━━━━━ Data section ━━━━━

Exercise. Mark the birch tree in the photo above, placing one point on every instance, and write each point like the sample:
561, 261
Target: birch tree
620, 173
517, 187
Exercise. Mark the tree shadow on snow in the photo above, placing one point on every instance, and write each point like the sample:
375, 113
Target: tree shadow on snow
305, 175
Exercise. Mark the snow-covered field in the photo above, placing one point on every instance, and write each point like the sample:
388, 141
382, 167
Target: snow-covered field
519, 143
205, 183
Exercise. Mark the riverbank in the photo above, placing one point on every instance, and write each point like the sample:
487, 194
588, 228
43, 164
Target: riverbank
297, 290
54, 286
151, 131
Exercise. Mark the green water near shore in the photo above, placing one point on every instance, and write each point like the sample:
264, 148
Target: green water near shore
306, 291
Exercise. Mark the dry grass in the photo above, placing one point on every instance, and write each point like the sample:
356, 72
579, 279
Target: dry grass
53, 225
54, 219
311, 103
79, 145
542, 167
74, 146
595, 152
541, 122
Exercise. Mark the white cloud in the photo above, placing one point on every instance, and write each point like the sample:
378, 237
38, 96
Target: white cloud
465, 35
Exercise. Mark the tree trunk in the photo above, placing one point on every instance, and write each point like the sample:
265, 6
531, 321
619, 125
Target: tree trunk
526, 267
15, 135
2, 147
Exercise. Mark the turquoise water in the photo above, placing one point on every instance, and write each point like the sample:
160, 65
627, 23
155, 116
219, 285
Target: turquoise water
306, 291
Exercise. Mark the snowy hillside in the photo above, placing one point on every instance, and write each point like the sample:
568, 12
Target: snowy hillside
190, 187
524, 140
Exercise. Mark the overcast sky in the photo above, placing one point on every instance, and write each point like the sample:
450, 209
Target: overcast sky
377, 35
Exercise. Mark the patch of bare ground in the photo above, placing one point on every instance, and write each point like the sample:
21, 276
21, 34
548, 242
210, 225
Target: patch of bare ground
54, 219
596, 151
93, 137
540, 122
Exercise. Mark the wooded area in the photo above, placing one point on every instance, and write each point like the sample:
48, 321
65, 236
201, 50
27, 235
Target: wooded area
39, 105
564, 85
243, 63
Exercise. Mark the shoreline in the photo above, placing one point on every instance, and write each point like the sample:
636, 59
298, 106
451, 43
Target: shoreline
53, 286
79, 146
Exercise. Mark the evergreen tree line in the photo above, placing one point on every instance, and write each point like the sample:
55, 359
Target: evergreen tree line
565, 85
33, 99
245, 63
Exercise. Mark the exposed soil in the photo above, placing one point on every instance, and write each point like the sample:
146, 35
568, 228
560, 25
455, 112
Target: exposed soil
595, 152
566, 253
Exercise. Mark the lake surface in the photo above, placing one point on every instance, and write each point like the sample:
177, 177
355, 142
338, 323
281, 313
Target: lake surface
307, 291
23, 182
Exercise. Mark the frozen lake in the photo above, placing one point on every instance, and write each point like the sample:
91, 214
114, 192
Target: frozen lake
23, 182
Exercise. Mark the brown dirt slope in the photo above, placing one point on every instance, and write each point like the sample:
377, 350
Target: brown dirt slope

━━━━━

Lines from the entries that contain the string "slope" are what must be copied.

Exercise. Mark the brown dirt slope in the photo above, placing one point on every instance, and write each point like the sample:
Target: brown dirt slope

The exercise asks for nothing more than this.